GPU Container Guide
This guide explains how GPU access works in DS01 and what to expect when running containers with GPU.
Current state: MIG is disabled — the server runs 4 full A100-40GB GPUs, so one GPU-slot = one full GPU. Quotas are counted in GPU-equivalents (a full GPU = 1.0).
Quick Summary
| Container Type | GPU? | Lifecycle |
|---|---|---|
| Dev container (no GPU) | No | Permanent - runs until you stop it |
| Dev container (with GPU) | Yes | Ephemeral - auto-stops when idle |
| ds01 container | Yes | Ephemeral - dedicated, auto-cleanup |
| docker-compose (with GPU) | Yes | Ephemeral - auto-stops when idle |
| docker run (with GPU) | Yes | Ephemeral - auto-stops when idle |
The Golden Rule
GPU access = ephemeral container
If your container has GPU access, it WILL be stopped when:
- GPU is idle for 30 minutes (no GPU activity)
- Container exceeds its maximum runtime (varies by container type)
This ensures GPUs are available for all users and aren't hoarded by idle containers.
Container Lifecycle by Type
DS01 Native Containers (Recommended)
Created via container deploy:
- Idle timeout: 30 minutes (configurable by group)
- Max runtime: 24-72 hours (varies by user group)
- Best for: Training runs, batch jobs, GPU-intensive work
# Deploy a GPU container
container deploy myproject
# When done
container retire myproject
Dev Containers (VS Code/Cursor)
Containers created by VS Code Remote Containers extension.

#### [What the task requires]
Revise the GPU container guide, starting at the words "- Container exceeds" and ending after "by idle containers.", and change "hoarded" to "monopolized". The entries after this aren't needed.

#### [Dataset entries]
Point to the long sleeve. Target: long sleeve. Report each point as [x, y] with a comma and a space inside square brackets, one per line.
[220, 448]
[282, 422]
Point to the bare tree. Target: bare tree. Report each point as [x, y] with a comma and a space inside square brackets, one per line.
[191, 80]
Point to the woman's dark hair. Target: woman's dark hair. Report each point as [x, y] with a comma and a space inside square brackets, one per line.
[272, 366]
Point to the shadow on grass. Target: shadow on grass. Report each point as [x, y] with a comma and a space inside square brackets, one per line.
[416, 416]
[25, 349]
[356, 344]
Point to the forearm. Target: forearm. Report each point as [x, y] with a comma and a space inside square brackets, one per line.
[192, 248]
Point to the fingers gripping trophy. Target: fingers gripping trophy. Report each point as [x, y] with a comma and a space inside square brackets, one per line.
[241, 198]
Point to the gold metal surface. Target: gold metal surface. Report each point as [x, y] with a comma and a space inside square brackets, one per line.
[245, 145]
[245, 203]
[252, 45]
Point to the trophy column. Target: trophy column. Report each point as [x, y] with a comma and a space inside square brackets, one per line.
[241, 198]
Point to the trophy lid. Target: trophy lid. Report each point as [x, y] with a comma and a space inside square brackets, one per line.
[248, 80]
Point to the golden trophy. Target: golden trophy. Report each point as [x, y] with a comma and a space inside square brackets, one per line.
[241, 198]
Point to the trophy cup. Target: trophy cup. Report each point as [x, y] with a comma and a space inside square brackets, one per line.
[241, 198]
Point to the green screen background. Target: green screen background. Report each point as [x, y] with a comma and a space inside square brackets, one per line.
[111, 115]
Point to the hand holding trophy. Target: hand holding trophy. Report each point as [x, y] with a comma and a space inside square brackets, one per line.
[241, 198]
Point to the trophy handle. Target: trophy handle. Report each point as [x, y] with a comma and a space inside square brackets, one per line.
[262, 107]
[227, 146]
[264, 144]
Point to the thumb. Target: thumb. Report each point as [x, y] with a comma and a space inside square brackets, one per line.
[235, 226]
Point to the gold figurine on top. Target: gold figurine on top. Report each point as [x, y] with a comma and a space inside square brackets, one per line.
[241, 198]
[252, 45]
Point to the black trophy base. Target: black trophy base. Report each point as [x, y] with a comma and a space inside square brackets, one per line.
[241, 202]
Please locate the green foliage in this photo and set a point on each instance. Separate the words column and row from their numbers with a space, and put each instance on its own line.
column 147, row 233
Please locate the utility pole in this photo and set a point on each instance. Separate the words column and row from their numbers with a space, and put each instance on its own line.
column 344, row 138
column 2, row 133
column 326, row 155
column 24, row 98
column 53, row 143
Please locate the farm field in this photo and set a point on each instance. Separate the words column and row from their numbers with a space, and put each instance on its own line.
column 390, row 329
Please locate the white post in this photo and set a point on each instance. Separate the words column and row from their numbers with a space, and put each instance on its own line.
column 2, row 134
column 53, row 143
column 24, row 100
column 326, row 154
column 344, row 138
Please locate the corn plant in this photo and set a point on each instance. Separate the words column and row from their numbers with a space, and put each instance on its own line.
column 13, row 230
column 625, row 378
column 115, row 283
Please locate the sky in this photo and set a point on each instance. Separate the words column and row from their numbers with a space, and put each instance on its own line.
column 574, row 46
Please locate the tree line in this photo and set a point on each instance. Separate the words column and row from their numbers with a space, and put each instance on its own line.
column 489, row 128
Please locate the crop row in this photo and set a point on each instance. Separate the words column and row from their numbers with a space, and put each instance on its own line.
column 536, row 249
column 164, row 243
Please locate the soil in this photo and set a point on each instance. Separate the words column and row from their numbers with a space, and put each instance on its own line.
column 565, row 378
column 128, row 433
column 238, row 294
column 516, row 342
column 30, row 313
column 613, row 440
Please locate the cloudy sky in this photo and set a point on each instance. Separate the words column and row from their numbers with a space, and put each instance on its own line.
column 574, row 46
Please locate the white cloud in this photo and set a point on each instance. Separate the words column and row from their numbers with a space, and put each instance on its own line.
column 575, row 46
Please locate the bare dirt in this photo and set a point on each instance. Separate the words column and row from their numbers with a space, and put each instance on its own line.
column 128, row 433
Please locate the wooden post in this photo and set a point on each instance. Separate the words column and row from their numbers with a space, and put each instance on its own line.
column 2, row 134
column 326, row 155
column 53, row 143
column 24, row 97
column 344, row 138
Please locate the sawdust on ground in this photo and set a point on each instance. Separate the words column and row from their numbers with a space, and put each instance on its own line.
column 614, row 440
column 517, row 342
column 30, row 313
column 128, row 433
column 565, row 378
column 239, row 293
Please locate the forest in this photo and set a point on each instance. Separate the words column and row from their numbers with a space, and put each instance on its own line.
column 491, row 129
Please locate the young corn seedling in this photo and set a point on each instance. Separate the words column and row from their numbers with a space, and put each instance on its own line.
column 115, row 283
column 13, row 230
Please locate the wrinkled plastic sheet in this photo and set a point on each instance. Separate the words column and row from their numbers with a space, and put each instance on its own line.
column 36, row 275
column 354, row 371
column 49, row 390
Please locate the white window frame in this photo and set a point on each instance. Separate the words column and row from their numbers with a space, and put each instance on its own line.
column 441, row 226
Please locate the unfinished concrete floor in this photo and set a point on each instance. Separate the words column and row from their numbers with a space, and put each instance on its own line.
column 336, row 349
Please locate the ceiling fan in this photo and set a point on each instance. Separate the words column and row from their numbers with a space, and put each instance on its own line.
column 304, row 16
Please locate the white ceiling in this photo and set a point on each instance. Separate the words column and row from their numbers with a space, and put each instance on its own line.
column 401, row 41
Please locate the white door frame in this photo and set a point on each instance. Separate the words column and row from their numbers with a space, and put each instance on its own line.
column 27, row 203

#### [Complete answer]
- Container exceeds its maximum runtime (varies by container type)
This ensures GPUs are available for all users and aren't monopolized by idle containers.